Your answer should repeat every line of the records below in which the word "boiler" appears.

• [AVAILABLE DATA]:
○ ○ ○

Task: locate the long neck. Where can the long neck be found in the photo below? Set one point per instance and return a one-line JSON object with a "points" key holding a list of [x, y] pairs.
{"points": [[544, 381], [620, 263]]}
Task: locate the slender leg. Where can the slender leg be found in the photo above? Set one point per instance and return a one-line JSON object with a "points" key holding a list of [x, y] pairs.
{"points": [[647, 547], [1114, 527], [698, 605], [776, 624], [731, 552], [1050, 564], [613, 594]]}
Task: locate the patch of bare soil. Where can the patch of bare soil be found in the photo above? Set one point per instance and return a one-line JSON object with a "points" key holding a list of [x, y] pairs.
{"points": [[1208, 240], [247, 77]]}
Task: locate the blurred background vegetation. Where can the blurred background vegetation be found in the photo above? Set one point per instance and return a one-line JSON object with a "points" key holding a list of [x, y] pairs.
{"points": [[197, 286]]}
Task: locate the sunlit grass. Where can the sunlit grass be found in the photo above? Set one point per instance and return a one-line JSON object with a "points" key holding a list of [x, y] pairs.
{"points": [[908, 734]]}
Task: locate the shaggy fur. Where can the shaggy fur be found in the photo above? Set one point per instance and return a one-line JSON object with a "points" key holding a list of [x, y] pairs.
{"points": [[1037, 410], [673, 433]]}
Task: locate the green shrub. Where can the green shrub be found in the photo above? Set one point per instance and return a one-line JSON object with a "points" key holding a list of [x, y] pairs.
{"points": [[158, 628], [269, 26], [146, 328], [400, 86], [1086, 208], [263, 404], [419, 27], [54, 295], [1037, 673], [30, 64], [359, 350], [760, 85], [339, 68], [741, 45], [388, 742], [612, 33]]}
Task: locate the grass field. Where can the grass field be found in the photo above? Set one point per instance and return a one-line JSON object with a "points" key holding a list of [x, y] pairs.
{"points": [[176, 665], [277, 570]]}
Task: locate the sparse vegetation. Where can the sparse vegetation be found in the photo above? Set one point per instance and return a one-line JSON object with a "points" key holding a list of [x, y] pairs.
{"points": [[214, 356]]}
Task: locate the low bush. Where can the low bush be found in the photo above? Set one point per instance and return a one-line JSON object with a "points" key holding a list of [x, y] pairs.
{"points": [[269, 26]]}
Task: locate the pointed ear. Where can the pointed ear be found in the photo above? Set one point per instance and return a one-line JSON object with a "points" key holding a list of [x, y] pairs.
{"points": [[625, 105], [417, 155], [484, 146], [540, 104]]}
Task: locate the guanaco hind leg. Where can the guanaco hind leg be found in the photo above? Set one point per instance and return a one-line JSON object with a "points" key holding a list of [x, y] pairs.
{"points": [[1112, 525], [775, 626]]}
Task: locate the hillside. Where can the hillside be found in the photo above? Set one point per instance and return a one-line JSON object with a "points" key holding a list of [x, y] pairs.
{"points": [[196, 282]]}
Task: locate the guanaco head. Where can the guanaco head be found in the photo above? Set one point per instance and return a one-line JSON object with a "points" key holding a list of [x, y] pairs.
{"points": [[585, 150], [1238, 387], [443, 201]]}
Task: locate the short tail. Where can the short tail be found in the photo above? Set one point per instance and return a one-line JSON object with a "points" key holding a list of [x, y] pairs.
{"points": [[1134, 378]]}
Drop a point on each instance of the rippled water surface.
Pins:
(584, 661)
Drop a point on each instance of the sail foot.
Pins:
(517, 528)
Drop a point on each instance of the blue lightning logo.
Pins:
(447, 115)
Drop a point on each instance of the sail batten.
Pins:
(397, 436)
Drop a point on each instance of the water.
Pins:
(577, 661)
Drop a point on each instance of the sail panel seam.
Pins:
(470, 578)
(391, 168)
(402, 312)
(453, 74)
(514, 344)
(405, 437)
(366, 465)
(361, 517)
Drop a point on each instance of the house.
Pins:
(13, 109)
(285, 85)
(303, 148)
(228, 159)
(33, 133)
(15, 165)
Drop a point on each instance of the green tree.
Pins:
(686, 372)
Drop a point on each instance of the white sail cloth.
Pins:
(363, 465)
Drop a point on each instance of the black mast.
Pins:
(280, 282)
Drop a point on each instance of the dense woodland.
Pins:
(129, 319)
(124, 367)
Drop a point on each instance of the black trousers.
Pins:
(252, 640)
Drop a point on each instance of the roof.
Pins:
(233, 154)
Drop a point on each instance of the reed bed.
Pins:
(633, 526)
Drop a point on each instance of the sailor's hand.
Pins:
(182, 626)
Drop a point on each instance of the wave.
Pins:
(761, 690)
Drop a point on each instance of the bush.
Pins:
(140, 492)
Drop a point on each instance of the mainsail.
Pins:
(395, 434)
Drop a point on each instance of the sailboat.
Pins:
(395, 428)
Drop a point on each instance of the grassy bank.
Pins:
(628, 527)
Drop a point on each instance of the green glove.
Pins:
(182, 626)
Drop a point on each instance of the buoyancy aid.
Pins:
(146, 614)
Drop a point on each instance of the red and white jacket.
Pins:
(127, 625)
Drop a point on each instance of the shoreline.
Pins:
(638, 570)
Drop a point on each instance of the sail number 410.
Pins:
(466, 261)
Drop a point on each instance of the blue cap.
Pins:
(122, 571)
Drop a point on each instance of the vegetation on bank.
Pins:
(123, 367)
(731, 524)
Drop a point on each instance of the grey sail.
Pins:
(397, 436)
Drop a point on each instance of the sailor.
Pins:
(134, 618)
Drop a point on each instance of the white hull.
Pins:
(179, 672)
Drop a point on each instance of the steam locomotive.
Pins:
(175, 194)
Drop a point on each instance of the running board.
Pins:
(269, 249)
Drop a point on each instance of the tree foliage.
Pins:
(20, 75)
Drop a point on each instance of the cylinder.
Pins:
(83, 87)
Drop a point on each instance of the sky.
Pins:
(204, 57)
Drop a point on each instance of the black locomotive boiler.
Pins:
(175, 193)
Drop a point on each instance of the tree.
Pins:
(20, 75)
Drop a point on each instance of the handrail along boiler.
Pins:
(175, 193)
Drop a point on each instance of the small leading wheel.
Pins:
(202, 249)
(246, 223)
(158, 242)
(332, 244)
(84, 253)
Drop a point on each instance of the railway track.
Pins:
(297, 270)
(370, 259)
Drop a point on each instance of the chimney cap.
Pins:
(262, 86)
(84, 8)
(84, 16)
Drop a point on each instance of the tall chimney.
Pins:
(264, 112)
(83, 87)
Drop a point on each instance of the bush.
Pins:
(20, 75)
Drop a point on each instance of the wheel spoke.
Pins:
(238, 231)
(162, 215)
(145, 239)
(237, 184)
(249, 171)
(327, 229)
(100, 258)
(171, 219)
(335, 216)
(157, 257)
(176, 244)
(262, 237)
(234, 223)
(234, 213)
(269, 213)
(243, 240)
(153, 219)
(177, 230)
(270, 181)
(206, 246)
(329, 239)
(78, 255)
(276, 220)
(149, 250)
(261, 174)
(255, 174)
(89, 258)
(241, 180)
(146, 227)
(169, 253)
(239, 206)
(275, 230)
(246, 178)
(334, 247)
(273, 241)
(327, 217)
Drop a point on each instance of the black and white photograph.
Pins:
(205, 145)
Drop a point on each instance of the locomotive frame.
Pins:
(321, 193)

○ ○ ○

• [RESPONSE TO THE TASK]:
Drop a point on each instance of the black locomotive boiler.
Drop a point on each instance of the handrail along boiler.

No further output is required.